Repeat every one of the rows below verbatim, character for character.

----------

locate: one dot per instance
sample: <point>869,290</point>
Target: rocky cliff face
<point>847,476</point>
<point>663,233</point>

----------

### EXPECTED ANSWER
locate: one dot per instance
sample: <point>869,290</point>
Target: rocky cliff face
<point>847,476</point>
<point>663,233</point>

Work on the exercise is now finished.